◆ REQUIREMENTS:
State how many lines of the records below contain the string "antenna", treating case as significant. Give the number alone.
-- Start --
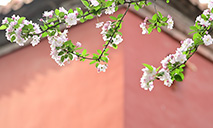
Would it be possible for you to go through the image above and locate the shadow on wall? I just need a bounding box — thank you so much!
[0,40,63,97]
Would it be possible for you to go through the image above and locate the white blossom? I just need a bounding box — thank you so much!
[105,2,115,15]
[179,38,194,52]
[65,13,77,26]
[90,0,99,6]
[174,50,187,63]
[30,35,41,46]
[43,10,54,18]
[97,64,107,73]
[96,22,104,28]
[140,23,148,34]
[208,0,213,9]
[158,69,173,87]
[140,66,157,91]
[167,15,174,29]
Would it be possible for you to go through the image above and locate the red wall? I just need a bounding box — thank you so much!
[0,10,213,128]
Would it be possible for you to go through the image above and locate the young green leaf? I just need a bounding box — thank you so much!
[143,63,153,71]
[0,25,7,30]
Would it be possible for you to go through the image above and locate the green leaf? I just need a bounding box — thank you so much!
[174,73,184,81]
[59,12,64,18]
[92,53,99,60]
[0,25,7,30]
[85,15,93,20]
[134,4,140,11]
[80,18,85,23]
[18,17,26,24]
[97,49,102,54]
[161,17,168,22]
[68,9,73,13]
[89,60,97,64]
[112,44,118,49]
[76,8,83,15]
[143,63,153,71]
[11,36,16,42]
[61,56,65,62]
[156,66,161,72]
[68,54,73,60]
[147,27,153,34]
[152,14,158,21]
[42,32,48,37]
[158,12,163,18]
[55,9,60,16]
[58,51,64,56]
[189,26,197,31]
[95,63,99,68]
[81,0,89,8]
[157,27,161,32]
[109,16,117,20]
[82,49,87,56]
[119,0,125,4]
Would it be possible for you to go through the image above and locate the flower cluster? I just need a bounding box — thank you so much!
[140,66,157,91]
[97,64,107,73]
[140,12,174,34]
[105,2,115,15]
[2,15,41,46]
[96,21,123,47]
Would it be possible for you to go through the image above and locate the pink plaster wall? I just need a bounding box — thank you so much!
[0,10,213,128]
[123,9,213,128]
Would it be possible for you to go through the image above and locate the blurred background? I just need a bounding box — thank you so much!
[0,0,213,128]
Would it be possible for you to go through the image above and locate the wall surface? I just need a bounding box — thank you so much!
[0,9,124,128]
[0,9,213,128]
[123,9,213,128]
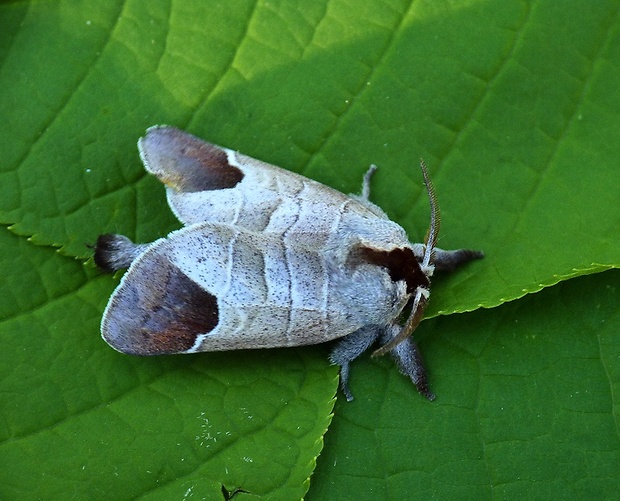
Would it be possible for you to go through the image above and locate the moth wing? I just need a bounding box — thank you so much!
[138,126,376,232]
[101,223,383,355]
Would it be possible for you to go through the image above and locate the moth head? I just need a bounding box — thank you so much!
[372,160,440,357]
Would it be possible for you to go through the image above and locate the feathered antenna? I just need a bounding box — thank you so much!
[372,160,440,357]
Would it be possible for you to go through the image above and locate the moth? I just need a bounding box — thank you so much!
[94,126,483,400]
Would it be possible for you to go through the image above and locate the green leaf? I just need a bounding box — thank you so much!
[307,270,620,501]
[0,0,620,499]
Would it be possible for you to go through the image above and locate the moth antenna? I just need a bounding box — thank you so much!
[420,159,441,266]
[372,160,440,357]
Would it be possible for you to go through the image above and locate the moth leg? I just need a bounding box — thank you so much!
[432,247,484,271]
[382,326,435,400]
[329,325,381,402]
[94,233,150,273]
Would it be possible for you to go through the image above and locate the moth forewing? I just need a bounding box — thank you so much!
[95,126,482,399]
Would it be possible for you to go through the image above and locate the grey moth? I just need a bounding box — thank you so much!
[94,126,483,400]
-- End --
◆ WRITTEN REPLY:
2